▶ [Task list]:
1) Which song titles appear in quotation marks in the excerpt about "Swagga like Us"? List each one once, and ignore the data.
2) Can you write the next few sentences of the excerpt about "Swagga like Us," picking up right after its final sentence and leaving the data aside?

▶ [Excerpted text]:
┄┄┄┄┄┄┄┄┄┄
Apathy released a freestyle over this song called "Swagga Like Ap" on the third volume of the It's the Bootleg, Muthafuckas! series. Also, Drake, Fabolous, Freeway, Twista, Kid Cudi, Tinie Tempah, Flo Rida, Hot Rod and Tony Yayo have all performed or recorded freestyles over the instrumental. Rick Ross has also done his own freestyle remix, stated to be in retaliation for being left off the original song. Dolla created his own version featured on his last mixtape, The Miseducation of Dolla.

Jim Jones recorded "Jackin' Swagger from Us" with Twista, NOE and Lil Wayne which takes shots at T.I. and Jay-Z for allegedly stealing their styles. The song is a bonus track on his album Pray IV Reign.

==Recording==
Having completed it with the assistance of fellow producer Mike Caren, West specifically chose to send the production to fellow rapper T.I., who was recording material for his sixth studio album Paper Trail (2008). West offered him no other tracks to choose to record over. T.I. accepted the production and originally planned "Swagga like Us" to be a collaboration only with West, writing two verses with West providing a verse of his own. He decided, however, to make it an "event" record and send it to fellow rappers Jay-Z and Lil Wayne to record verses over, admitting to MTV News that it was a "very ambitious idea but a lovely one". Once they both accepted and duly sent their (demo) vocals back to T.I., he wrote two additional verses, but only chose the last of the four he had written to actually perform on "Swagga like Us", as he felt it "stood out (better) than the others".
┄┄┄┄┄┄┄┄┄┄
▶ [Entries supplied]:
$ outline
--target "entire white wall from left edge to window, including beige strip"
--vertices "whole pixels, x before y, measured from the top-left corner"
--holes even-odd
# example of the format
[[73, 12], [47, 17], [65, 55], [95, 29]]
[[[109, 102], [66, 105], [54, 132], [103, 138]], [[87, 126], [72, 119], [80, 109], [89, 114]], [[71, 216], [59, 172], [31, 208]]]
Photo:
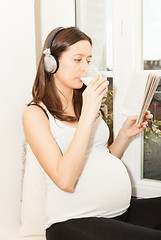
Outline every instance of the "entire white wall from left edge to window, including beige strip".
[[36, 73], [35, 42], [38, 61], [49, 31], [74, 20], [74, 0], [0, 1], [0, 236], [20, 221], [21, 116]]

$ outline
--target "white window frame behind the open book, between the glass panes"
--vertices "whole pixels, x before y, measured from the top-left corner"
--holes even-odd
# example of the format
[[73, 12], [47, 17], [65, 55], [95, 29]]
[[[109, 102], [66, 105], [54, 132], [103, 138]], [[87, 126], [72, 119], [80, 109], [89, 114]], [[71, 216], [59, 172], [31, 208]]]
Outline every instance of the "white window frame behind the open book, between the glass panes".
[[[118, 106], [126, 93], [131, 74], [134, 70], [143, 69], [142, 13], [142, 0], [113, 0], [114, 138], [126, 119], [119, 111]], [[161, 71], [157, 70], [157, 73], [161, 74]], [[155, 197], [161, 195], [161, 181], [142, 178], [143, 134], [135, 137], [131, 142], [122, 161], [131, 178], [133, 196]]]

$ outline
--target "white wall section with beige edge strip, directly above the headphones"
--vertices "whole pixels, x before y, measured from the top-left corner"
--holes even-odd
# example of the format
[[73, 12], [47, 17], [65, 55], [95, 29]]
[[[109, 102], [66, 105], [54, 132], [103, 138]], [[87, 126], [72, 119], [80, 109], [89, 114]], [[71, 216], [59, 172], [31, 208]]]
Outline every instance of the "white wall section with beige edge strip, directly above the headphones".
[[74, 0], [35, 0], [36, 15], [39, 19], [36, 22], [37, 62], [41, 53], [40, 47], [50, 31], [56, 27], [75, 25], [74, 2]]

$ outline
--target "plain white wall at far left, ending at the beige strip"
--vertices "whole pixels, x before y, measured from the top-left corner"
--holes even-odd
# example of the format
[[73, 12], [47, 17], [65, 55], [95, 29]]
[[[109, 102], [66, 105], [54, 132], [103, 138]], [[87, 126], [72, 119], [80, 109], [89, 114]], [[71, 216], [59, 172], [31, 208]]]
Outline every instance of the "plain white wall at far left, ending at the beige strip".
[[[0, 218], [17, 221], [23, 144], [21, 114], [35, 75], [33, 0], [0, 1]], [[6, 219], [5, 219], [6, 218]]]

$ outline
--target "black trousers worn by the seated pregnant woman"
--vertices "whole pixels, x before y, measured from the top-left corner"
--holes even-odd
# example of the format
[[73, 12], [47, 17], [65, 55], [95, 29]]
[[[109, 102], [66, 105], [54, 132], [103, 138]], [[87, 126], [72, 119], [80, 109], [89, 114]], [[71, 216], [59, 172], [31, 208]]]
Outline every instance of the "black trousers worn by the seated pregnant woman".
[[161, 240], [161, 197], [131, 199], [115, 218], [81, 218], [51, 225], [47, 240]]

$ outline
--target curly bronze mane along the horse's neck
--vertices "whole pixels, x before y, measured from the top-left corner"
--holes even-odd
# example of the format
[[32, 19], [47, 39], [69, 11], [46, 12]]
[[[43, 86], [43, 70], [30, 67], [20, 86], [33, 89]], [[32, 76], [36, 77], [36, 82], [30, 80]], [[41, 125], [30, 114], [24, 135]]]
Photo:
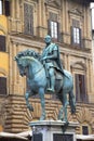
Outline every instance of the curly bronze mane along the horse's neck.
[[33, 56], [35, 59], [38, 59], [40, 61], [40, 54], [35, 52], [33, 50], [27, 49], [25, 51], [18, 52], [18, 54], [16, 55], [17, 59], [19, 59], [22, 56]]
┄┄┄┄┄┄┄┄┄┄
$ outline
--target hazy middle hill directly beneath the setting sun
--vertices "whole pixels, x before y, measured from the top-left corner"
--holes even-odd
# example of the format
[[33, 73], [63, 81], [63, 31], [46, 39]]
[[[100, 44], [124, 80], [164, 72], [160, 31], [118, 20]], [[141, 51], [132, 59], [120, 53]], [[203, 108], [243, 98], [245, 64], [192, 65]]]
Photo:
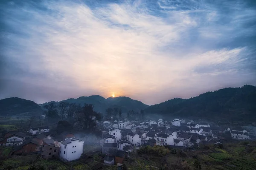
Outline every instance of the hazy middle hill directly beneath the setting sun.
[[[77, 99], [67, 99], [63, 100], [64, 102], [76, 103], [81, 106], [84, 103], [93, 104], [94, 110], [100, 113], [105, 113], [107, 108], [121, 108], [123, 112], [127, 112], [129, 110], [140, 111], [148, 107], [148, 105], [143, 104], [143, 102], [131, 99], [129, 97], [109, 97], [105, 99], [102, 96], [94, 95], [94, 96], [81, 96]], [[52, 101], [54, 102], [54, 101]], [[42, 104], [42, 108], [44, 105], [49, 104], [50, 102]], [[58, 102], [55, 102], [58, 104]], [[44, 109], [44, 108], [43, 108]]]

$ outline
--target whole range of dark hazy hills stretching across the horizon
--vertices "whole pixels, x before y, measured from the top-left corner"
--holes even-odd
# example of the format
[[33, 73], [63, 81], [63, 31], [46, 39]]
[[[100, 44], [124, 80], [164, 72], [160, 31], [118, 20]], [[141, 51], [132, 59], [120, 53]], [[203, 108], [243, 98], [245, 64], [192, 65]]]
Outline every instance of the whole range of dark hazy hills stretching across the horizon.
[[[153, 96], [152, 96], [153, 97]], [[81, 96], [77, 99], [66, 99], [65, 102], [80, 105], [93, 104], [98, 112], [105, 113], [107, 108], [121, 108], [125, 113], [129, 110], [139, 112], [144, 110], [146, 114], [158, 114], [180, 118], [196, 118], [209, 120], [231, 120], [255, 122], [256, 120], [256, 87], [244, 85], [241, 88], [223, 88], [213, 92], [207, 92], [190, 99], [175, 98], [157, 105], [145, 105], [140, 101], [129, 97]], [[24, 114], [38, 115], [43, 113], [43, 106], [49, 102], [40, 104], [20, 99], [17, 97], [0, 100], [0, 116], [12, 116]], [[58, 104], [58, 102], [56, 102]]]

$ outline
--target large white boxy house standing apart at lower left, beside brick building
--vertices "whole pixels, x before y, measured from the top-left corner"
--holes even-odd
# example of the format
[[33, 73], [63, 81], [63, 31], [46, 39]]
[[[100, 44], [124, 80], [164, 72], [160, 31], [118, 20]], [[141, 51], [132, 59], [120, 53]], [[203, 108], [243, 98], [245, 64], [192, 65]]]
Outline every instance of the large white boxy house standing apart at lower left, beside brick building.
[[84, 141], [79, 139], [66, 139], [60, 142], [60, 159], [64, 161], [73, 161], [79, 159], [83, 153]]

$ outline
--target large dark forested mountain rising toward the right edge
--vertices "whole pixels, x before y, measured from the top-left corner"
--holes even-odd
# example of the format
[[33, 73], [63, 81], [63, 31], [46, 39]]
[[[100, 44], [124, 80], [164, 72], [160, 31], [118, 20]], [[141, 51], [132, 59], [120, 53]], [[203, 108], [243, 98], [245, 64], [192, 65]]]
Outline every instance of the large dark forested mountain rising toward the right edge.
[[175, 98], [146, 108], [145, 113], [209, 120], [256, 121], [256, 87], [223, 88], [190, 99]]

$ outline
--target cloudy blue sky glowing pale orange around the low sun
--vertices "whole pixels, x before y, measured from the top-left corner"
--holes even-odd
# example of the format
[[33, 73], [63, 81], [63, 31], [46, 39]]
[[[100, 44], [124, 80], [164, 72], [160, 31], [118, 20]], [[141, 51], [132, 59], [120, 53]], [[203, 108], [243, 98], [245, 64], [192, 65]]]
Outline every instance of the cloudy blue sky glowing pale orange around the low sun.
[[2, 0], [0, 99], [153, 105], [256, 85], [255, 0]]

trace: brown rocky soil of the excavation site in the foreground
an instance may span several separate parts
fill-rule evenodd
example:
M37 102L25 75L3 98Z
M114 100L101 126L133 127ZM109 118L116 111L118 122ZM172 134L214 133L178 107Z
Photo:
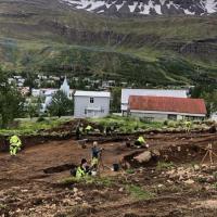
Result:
┄┄┄┄┄┄┄┄┄┄
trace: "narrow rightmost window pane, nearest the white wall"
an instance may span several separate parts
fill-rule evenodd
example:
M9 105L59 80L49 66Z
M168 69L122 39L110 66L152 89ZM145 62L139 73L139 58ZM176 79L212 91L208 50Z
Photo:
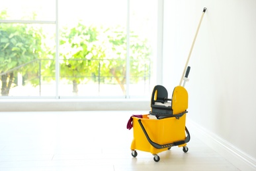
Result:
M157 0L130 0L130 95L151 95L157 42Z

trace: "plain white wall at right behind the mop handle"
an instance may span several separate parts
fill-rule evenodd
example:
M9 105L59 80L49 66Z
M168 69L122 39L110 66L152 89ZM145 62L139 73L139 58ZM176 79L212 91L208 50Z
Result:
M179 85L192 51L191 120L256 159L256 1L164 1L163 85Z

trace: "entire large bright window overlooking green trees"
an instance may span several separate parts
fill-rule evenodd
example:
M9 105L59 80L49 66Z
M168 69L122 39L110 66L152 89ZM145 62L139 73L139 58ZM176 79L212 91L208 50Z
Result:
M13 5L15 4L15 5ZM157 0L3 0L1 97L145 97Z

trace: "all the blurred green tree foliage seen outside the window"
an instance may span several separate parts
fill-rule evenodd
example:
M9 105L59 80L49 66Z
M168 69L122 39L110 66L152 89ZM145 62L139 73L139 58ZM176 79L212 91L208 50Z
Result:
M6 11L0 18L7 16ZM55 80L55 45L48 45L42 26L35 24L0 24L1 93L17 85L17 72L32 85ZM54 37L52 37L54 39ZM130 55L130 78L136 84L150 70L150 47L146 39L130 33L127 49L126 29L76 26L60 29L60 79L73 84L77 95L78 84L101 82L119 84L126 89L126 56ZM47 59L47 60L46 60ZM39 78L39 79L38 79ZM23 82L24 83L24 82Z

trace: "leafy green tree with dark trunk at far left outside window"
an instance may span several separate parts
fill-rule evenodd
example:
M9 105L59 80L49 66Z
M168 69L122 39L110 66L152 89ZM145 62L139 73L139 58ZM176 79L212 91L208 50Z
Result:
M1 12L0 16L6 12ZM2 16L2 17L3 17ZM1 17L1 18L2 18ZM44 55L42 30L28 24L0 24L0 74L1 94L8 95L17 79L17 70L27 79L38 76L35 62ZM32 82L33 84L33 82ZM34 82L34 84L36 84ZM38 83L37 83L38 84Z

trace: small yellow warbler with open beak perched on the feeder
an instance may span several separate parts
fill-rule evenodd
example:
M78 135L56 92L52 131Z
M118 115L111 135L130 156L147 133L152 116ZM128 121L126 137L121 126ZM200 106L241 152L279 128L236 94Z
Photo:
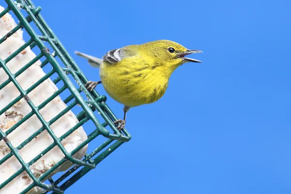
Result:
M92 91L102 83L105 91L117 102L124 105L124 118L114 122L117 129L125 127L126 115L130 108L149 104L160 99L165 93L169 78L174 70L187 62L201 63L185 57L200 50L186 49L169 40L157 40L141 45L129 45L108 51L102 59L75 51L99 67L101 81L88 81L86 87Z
┄┄┄┄┄┄┄┄┄┄
▶ [Answers by item number]:
1)
"Swagga Like Ap"
"Jackin' Swagger from Us"
"Swagga like Us"

2)
All of the vocals on the final mix, with the exception of M.I.A.'s, were recorded at the Record Plant recording studio in Hollywood, California. The song was mixed by Andrew Dawson at Pacifique Recording Studios in Los Angeles, California, whilst the mastering was carried out by Chris Gehringer. West emailed one of the song's early demos to M.I.A. herself, which she proclaimed "really hot", but that the final version "sounded even better". "Swagga like Us" was finally completed in July 2008: Jay-Z's satisfaction with the finished version of the song was such that T.I. claimed he wished to include it on his eleventh studio album The Blueprint 3 (2009), although this did not transpire.

==Composition==
A hip hop song, "Swagga Like Us" is built around a sample of "Paper Planes" by British artist M.I.A., featuring the line, "no one on the corner had swagger like us". Since "Paper Planes" itself samples the 1982 song "Straight to Hell" by British rock group The Clash, each of the writers of both songs are credited as writing "Swagga like Us". West added a "sumo–heavy bass" and drum line similar to that of a marching band to the vocal sample: the sounds combine to form a "noisy, warbling and exaggerated electronic melody". Shannon Barbour of About.com considered it to incorporate the "leftover retro 80's electro-funk" found on West's previous studio album Graduation (2007).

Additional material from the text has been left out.